GOAL OF THE EXERCISE ::
Could you write out, exactly as they stand, only the lines in the listing below from the line with "<point>564,216</point>" to the line with "<point>68,58</point>", both ends included, without the pictures?

SUPPLIED INFORMATION ::
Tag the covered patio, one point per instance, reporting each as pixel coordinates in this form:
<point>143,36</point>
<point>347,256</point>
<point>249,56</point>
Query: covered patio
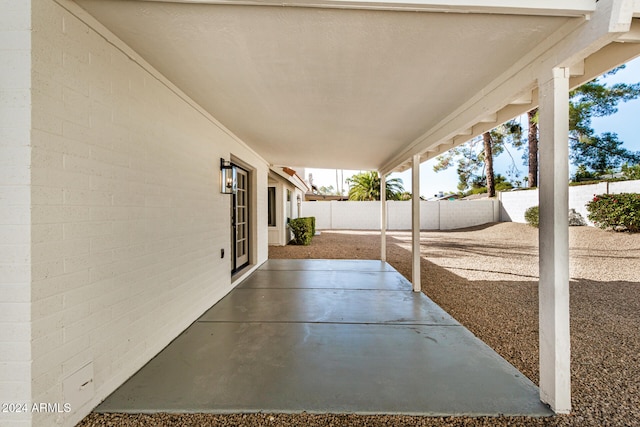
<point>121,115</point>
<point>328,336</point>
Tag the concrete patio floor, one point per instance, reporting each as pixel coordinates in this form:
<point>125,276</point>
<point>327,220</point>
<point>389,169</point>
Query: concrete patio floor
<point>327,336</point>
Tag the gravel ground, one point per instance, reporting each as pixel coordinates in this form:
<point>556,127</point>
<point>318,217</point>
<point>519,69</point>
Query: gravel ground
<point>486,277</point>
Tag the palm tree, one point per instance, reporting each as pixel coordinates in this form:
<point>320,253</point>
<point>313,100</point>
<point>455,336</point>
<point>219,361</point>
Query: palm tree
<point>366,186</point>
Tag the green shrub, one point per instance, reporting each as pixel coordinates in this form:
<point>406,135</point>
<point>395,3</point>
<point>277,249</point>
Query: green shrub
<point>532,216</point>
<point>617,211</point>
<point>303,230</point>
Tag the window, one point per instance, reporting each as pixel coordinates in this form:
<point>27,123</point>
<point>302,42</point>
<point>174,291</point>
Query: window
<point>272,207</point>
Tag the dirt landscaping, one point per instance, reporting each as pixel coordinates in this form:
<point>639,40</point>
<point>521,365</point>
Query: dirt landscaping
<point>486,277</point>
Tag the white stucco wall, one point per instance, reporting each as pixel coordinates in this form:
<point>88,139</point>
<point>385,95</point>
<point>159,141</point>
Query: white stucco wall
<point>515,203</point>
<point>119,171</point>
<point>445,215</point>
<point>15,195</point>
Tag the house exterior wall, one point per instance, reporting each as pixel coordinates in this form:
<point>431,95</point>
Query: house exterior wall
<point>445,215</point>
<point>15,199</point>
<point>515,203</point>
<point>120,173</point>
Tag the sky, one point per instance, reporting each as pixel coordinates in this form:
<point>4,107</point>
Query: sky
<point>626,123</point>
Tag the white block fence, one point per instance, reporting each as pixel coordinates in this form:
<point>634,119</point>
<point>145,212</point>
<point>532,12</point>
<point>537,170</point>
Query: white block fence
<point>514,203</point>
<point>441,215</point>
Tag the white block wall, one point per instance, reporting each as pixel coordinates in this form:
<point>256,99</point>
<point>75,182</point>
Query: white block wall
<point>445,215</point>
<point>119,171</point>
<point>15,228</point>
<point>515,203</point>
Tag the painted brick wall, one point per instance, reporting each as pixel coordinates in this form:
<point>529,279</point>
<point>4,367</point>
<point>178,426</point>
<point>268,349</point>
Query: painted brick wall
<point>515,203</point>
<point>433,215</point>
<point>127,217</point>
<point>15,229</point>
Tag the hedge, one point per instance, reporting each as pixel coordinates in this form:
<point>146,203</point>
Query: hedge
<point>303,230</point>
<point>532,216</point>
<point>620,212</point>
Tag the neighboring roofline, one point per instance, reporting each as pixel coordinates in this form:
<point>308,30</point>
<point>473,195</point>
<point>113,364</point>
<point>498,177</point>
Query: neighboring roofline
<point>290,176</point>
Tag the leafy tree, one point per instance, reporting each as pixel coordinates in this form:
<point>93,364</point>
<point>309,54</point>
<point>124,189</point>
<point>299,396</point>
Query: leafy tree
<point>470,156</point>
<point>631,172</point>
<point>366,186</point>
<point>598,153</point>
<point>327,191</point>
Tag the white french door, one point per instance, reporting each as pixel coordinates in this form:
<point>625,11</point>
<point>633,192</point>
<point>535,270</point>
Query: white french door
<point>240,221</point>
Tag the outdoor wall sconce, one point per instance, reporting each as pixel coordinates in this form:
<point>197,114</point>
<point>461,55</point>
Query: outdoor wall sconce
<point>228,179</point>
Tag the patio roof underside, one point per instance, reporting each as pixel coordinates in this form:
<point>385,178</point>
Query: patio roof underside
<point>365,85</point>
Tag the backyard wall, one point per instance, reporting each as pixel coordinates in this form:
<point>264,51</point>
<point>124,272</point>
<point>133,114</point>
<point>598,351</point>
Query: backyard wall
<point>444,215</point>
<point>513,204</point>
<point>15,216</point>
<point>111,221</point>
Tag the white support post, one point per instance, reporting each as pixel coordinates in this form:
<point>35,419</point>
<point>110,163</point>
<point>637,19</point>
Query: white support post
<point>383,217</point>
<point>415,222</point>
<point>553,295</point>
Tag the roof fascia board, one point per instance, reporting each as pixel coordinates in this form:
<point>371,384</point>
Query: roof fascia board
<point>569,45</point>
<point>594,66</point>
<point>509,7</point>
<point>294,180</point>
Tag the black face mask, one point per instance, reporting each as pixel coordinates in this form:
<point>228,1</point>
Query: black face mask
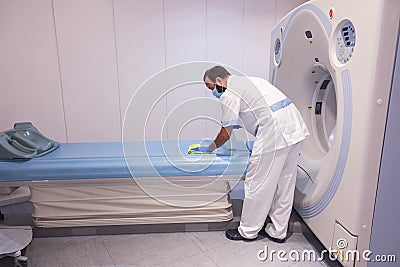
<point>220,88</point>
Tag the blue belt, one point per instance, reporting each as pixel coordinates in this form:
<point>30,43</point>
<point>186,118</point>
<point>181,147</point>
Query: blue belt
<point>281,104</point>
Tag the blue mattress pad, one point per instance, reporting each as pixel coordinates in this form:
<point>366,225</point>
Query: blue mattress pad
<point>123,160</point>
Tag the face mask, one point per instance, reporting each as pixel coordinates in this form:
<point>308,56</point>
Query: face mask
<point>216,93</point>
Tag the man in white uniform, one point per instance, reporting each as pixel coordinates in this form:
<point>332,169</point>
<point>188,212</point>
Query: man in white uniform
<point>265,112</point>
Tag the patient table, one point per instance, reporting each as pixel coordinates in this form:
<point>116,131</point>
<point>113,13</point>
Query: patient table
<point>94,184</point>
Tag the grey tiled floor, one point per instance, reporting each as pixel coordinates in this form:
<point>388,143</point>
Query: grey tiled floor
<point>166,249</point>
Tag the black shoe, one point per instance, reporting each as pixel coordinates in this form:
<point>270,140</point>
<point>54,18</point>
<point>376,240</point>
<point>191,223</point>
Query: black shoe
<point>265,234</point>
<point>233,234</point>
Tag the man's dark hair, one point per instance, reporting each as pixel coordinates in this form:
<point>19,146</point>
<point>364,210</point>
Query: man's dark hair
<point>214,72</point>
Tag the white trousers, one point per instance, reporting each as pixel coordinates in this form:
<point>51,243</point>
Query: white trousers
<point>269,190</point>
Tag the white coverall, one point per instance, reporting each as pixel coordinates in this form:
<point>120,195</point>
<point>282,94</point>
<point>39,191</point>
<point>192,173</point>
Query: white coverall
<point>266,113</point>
==
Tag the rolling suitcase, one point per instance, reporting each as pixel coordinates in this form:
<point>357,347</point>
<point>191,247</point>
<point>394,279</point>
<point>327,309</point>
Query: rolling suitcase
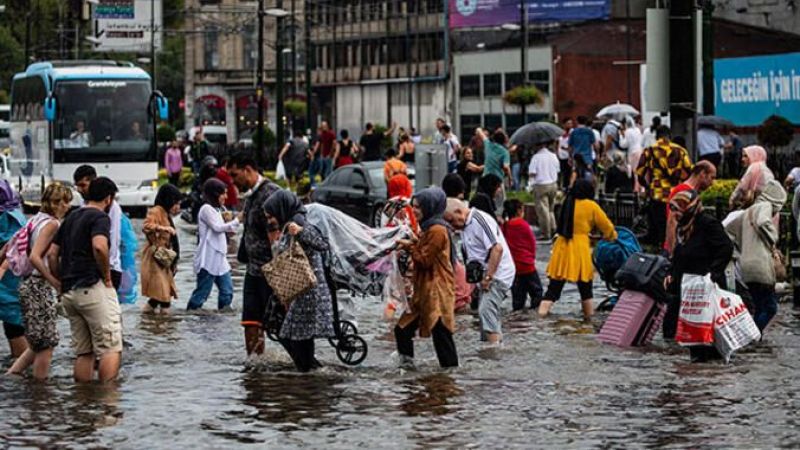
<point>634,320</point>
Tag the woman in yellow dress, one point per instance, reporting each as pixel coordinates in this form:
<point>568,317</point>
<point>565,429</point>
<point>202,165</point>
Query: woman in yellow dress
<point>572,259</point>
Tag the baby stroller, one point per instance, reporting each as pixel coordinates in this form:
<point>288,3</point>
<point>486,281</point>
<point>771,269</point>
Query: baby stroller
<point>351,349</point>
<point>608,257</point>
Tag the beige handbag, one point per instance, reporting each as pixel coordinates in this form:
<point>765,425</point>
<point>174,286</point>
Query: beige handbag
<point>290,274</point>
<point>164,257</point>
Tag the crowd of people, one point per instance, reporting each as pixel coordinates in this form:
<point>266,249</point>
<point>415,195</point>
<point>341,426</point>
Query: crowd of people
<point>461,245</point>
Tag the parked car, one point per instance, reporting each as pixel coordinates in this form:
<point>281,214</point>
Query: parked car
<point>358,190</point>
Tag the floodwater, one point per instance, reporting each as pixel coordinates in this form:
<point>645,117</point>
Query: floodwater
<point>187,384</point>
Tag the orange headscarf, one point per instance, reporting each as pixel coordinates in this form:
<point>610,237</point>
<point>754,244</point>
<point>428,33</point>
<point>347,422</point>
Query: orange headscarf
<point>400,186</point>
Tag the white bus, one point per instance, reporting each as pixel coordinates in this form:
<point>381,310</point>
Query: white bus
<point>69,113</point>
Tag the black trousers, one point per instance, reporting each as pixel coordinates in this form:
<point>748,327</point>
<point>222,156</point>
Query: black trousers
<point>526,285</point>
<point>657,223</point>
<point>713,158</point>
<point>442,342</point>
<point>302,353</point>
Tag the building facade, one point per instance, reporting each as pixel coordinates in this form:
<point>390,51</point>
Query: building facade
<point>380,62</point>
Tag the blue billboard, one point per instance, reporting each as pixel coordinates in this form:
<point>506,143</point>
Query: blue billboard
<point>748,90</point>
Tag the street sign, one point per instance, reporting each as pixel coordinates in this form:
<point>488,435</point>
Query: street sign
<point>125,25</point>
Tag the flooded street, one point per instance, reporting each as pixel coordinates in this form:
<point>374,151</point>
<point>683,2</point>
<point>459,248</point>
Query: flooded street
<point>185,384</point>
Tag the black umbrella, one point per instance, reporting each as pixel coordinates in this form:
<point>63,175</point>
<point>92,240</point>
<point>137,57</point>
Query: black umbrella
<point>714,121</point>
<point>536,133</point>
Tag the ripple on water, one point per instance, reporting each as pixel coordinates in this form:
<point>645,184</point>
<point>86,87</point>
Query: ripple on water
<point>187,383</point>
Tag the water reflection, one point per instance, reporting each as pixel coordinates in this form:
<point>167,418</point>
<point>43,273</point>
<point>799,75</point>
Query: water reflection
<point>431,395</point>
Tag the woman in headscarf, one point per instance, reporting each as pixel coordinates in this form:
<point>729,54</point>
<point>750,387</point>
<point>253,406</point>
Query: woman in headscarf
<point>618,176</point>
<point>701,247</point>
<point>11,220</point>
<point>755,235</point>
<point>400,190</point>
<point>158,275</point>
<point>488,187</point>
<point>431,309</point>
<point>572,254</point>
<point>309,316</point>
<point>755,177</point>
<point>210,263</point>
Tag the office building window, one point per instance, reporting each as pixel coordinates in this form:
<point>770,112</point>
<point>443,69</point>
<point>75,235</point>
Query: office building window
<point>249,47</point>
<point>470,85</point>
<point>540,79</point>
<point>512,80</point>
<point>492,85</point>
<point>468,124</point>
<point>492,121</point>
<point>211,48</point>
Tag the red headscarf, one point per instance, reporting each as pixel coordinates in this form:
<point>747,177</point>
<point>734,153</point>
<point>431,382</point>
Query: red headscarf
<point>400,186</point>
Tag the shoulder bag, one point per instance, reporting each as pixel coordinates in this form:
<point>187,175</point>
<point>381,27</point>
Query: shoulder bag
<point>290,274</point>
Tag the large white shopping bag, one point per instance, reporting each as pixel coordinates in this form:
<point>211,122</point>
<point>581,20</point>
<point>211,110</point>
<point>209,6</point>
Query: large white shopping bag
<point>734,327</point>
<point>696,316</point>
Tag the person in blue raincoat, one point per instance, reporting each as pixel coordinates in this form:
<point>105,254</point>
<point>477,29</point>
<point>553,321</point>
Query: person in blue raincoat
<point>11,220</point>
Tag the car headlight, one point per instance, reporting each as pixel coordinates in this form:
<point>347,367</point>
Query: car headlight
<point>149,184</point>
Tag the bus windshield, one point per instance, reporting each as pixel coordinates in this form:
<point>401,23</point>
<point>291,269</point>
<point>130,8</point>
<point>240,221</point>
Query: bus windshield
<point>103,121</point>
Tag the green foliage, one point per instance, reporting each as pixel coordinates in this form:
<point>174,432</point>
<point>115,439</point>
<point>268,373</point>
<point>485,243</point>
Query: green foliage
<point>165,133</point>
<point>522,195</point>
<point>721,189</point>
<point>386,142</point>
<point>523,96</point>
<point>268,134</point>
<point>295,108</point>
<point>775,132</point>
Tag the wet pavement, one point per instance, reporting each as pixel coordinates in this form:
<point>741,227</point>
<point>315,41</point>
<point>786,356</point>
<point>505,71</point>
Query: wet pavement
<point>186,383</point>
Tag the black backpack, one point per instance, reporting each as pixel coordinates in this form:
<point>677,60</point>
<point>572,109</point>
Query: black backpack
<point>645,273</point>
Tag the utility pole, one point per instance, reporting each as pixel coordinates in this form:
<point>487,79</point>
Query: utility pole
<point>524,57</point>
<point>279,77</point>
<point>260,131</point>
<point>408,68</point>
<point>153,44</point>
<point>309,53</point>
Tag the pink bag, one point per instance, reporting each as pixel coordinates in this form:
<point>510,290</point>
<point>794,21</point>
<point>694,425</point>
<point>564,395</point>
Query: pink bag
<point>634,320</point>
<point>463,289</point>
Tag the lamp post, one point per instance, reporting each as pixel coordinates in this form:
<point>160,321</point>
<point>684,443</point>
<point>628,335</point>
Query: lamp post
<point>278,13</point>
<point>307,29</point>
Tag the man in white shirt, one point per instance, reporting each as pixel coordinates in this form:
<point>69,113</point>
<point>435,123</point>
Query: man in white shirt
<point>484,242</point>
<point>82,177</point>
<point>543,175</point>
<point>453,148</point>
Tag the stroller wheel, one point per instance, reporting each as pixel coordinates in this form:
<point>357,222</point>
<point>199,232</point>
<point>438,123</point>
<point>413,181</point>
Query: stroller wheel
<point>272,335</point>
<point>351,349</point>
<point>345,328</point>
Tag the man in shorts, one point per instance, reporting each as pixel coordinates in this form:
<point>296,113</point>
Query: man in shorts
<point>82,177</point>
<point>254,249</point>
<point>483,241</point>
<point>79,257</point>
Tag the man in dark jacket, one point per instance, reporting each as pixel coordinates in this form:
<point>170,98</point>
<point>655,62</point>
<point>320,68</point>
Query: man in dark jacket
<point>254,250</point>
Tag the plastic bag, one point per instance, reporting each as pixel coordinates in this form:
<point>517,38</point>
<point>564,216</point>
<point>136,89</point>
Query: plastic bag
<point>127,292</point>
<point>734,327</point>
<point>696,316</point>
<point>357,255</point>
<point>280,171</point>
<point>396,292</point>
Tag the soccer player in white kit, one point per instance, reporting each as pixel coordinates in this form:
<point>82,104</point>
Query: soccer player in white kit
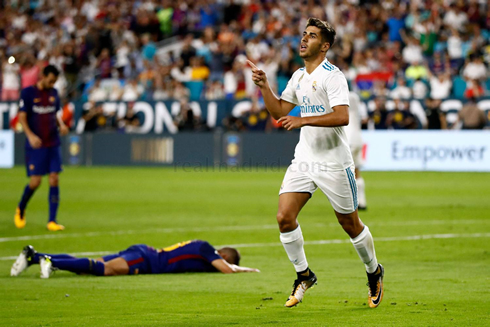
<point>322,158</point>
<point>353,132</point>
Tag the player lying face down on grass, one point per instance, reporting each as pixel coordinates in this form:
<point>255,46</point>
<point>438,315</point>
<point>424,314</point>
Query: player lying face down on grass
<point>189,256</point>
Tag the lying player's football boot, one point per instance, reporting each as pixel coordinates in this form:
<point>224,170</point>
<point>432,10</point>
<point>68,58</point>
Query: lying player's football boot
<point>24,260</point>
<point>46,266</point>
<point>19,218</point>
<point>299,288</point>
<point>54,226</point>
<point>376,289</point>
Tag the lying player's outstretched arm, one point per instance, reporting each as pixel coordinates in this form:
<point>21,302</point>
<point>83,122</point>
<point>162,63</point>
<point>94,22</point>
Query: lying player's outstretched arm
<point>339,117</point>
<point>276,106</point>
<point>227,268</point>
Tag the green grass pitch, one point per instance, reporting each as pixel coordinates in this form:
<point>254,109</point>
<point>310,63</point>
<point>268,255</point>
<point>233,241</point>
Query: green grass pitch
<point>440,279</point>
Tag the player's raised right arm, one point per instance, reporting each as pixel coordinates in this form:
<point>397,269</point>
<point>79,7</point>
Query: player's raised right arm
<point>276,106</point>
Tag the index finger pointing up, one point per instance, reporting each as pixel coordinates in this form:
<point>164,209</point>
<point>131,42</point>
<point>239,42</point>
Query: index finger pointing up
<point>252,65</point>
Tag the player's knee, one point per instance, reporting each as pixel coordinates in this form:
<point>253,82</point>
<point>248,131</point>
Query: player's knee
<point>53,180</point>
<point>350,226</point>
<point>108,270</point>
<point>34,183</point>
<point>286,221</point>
---
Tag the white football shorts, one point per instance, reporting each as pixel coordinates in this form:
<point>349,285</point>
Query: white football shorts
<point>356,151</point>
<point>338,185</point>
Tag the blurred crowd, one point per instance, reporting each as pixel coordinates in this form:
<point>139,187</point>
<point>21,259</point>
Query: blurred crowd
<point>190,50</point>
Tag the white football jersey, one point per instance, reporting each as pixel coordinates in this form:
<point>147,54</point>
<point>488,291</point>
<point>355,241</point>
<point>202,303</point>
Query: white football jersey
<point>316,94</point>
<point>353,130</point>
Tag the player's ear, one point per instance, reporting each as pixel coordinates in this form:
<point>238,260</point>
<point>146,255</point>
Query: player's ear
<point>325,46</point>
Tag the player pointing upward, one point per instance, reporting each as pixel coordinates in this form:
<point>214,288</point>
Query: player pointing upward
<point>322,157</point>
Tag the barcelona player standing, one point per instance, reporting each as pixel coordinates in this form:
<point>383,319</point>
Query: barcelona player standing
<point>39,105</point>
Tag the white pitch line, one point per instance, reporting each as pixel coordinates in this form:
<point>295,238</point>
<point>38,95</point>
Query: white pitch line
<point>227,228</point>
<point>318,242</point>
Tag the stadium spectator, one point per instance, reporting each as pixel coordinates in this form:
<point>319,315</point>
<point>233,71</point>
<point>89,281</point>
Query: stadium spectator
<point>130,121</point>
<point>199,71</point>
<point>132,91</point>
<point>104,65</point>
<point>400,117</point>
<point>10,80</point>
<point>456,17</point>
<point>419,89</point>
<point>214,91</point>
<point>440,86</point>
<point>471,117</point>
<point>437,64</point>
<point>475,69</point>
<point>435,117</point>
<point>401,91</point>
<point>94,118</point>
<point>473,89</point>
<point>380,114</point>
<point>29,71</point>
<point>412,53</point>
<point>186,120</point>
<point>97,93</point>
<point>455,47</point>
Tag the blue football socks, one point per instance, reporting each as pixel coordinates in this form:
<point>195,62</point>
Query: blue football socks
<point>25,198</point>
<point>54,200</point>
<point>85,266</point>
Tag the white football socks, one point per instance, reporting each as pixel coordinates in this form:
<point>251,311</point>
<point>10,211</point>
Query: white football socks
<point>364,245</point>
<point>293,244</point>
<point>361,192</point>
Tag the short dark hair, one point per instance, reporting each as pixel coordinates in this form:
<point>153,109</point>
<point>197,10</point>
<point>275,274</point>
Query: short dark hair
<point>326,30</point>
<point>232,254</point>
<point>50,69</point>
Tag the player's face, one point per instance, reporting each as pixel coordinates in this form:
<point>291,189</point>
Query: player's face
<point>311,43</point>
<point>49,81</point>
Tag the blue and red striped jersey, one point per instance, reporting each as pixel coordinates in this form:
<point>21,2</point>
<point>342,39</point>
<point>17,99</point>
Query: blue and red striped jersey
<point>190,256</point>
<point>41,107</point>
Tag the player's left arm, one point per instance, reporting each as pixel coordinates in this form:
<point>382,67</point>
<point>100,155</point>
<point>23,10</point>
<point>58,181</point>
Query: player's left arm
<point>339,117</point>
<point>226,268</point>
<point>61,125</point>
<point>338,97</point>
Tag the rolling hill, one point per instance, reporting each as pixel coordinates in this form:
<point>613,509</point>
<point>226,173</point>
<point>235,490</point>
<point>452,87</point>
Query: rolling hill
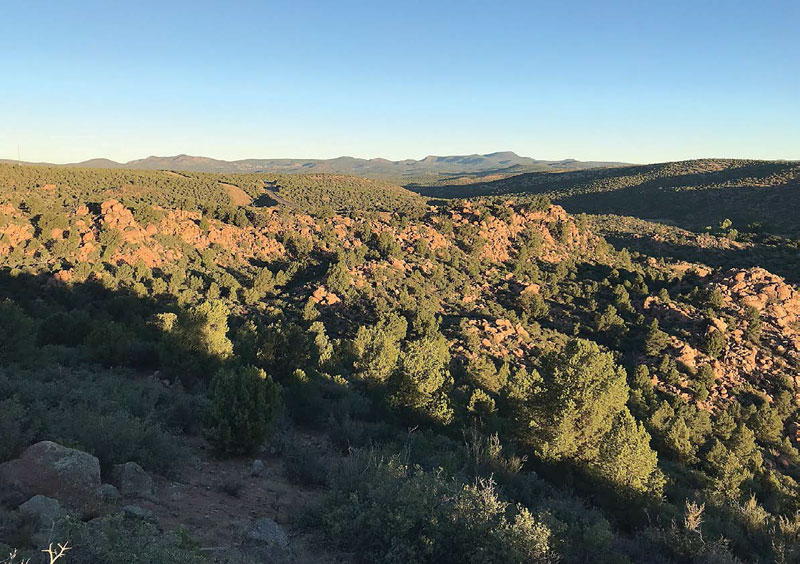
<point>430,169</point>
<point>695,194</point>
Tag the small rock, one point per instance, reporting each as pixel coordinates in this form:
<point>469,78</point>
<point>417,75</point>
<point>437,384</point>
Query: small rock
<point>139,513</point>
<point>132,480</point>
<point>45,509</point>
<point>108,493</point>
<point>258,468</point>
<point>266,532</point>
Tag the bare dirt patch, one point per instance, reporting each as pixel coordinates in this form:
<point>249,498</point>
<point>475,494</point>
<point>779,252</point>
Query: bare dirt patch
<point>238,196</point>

ANSWER BOX ::
<point>564,216</point>
<point>136,89</point>
Query: plastic bag
<point>127,292</point>
<point>734,327</point>
<point>696,316</point>
<point>357,255</point>
<point>280,171</point>
<point>396,292</point>
Tag the soccer player in white kit, one point per instance, reporting each as pixel coordinates in this form:
<point>82,104</point>
Query: soccer player in white kit
<point>322,158</point>
<point>353,132</point>
Tag the player lying face down on grass, one point per instance, reporting each as pixel coordinates in this form:
<point>255,46</point>
<point>438,315</point>
<point>424,314</point>
Query: player lying face down on grass
<point>189,256</point>
Tag the lying player's football boot, one point per instance, reporting each as pixel coordinates in this form:
<point>224,170</point>
<point>432,10</point>
<point>68,58</point>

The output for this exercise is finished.